• **TASK INSTRUCTIONS**
**a)** In the news excerpt about the Senate building tender, which company sued the Ministry of Public Works and Transport in 2014?
**b)** Identify every line of the records that contains the string "positive", and copy each one. Case counts.

• **EXTRACT TO READ**

This, according to the sources, led to the filing of a complaint by the Senate President, ‘Mamonaheng Mokitimi to the DCEO alleging that there had been corruption in the tendering process.

“The DCEO is investigating the tender process following a formal complaint filed by the President of Senate sometime last year.

“Processes to begin the construction of the building have since been stopped as per the instruction from the DCEO,” one of the sources said, adding that, Mr Hlalele was accused of suspiciously bringing three companies back onto the tendering process despite their previous disqualification by the tendering board at the Ministry of Public Works.

Although the three companies were not named, it is said that the tendering board had already selected one Chinese company as its preferred bidder.

In 2014 Flash Construction (Pty) Ltd sued the Ministry of Public Works and Transport over an alleged flawed tendering process under case number CCA/0093/2014.

Another source alleged that Mr Hlalele instructed the evaluation board to reevaluate all the companies, including the lowest bidders when the Chinese company was selected.

Although the evaluation team from the Public Works ministry followed Mr Hlalele’s orders to evaluate all companies, it is alleged that they refused to sign off their evaluation outcomes.

“Without the signed documents from the evaluation team, the three companies could not be included in the selection process and therefore, evaluating them would have been a waste of time.

“Interestingly, one of the three companies, not selected initially was chosen as a preferred bidder. However, when the Public Works submitted forms to the Senate to confirm that they had funds to enable the ministry to start construction of the Senate building, the Senate President, Ms Mokitimi questioned the whole process,” the source said, adding that Ms Mokitimi accused PS Hlalele of corruptly awarding the tender.

Contacted for comment late last week, Ms Mokitimi refuted allegations that she wrote to the anti-corruption body accusing PS Hlalele of being corrupt.

“I never wrote any letter to the DCEO but what I can confirm is that a man from the DCEO called me on the Senate building issue and afterwards the DCEO wrote to inform me that we should not go ahead with the construction of the Senate offices as they were investigating allegations of corruption in the tendering process,” Ms Mokitimi said.

She said her office then approached the Parliamentary Affairs Minister and Deputy Prime Minister, Monyane Moleleki, to intervene in the matter.

“This is not the first time that allegations of corruption have been raised over the Senate office complex tendering process. In 2012 when I was the Deputy President of the Senate, some people went to court over the same matter.

“We hope that this issue will be resolved urgently as we are desperate for new offices and we really need the construction to resume as soon as possible,” Ms Mokitimi said.

Although Ms Mokitimi denied requesting the DCEO to investigate PS Hlalele, the latter however, said the investigations had been instigated by people in the Senate.

• **AVAILABLE RECORDS**
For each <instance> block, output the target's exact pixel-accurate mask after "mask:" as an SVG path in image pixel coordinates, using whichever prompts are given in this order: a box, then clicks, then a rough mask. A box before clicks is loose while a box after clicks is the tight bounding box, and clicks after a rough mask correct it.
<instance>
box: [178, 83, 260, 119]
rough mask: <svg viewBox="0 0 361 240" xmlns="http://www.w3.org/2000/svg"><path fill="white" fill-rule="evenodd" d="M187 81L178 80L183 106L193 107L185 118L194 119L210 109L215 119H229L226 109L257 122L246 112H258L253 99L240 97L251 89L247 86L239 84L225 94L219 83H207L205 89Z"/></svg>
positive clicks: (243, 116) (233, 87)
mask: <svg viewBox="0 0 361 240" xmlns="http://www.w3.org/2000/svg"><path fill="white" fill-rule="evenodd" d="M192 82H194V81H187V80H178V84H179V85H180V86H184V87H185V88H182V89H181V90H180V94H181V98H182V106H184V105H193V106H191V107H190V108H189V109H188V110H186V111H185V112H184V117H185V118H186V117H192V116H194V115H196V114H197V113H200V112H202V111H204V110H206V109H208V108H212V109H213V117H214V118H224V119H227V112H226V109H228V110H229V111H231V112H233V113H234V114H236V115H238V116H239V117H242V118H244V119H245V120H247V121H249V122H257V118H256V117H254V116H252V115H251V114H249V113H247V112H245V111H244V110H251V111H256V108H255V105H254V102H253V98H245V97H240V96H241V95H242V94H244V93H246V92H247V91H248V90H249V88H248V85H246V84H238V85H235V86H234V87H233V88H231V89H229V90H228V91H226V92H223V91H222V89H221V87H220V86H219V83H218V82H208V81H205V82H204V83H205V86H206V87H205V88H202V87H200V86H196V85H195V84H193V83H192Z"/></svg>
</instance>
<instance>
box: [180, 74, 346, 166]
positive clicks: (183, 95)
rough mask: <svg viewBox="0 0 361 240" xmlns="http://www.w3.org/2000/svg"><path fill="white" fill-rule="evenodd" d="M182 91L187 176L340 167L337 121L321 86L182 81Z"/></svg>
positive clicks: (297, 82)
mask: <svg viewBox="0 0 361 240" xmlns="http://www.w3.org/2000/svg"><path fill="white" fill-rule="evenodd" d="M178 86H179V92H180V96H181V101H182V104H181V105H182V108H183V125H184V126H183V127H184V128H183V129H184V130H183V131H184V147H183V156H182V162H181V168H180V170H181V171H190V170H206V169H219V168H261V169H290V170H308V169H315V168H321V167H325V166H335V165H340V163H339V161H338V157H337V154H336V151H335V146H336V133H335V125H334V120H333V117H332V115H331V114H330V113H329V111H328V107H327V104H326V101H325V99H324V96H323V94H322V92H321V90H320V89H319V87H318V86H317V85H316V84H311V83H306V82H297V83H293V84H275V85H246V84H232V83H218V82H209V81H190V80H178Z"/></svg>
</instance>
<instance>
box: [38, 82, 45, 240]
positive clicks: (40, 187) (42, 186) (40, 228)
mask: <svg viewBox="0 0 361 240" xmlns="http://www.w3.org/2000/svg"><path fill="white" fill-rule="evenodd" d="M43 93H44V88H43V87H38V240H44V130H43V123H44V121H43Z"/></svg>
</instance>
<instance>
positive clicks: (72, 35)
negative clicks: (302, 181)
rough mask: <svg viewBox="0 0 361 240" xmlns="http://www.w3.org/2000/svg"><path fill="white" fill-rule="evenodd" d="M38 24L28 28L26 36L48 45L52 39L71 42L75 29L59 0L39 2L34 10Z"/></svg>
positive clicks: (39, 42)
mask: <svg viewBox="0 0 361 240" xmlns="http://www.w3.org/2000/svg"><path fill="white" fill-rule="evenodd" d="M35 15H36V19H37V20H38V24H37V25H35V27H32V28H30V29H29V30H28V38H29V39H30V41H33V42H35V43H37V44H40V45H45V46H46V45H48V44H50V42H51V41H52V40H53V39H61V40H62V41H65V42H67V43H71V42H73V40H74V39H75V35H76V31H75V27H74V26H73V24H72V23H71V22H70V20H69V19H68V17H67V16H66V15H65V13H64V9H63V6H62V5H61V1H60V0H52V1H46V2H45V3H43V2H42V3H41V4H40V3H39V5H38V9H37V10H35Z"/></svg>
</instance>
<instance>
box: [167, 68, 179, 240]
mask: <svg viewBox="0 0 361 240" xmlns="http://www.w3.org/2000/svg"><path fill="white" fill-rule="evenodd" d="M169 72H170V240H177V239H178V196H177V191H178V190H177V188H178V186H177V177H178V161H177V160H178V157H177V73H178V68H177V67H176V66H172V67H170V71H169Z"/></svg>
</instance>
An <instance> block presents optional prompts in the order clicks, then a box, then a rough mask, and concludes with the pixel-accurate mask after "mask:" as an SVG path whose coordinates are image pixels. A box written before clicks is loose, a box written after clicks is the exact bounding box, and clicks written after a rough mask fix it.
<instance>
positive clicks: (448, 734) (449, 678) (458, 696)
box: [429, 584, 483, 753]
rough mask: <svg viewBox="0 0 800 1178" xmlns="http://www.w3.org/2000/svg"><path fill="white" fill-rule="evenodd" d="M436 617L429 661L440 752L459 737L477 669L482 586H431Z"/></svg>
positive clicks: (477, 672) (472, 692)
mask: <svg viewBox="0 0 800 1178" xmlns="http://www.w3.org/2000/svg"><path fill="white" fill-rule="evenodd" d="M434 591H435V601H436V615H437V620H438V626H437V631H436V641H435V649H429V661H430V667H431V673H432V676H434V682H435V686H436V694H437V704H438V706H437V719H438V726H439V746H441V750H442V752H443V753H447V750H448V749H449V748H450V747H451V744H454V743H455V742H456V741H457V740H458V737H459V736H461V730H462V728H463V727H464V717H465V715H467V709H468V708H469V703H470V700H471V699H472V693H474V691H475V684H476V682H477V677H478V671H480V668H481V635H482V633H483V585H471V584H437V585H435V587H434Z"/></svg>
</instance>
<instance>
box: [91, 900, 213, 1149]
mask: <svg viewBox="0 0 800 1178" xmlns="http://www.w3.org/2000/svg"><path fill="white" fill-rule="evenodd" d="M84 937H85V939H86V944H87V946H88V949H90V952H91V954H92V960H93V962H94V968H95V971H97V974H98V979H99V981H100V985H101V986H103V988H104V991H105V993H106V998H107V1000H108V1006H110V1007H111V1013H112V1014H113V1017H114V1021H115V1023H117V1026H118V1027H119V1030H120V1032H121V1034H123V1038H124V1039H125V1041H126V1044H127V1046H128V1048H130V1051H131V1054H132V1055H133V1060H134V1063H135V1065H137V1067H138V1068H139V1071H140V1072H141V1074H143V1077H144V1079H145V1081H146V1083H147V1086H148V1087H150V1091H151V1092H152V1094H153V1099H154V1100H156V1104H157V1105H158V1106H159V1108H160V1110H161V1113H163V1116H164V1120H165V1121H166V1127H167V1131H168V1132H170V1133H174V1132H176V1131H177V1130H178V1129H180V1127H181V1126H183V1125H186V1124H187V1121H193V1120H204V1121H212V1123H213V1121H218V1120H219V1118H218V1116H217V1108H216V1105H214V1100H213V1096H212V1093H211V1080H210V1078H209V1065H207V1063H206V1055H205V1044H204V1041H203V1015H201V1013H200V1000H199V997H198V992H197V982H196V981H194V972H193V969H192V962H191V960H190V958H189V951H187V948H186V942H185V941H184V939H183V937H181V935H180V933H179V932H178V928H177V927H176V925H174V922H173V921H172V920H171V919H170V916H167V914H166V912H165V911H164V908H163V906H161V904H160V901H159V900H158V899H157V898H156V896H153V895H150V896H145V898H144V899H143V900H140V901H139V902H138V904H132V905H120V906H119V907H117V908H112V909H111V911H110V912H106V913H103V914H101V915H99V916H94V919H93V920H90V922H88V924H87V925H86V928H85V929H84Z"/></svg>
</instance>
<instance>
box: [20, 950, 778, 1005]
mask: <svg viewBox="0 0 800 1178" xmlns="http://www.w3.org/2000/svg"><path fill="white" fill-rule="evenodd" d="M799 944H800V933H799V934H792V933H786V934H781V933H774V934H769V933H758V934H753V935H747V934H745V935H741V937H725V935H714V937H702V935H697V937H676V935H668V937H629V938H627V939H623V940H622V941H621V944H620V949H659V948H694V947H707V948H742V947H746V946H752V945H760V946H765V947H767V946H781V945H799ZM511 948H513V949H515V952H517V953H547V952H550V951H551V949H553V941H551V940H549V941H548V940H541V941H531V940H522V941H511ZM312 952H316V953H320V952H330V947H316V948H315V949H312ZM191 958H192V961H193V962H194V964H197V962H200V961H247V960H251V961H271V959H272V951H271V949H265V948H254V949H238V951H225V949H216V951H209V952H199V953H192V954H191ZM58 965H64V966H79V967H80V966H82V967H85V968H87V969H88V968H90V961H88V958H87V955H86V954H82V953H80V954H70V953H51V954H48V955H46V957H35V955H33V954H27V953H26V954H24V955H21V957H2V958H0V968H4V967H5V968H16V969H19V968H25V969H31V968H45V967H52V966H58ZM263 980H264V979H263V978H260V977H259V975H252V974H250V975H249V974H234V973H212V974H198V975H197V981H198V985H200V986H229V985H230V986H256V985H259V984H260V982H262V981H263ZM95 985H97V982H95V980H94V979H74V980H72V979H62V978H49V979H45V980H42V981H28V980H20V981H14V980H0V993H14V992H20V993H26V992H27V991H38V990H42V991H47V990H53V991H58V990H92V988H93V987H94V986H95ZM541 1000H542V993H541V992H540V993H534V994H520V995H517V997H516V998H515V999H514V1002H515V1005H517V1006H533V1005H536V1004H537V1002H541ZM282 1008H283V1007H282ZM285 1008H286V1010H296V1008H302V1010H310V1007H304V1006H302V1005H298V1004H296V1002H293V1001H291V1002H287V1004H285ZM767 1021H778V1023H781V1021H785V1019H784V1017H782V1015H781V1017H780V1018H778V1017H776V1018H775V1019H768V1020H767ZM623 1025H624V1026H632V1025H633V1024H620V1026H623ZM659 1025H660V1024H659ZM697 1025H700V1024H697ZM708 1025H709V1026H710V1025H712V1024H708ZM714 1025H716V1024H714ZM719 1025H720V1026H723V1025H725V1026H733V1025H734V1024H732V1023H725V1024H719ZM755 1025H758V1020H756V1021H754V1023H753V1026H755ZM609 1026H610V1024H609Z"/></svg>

• **TASK-BY-TASK ANSWERS**
**a)** Flash Construction (Pty) Ltd

**b)**
positive clicks: (243, 116) (233, 87)
positive clicks: (183, 95)
positive clicks: (297, 82)
positive clicks: (40, 187) (42, 186) (40, 228)
positive clicks: (72, 35)
positive clicks: (39, 42)
positive clicks: (448, 734) (449, 678) (458, 696)
positive clicks: (477, 672) (472, 692)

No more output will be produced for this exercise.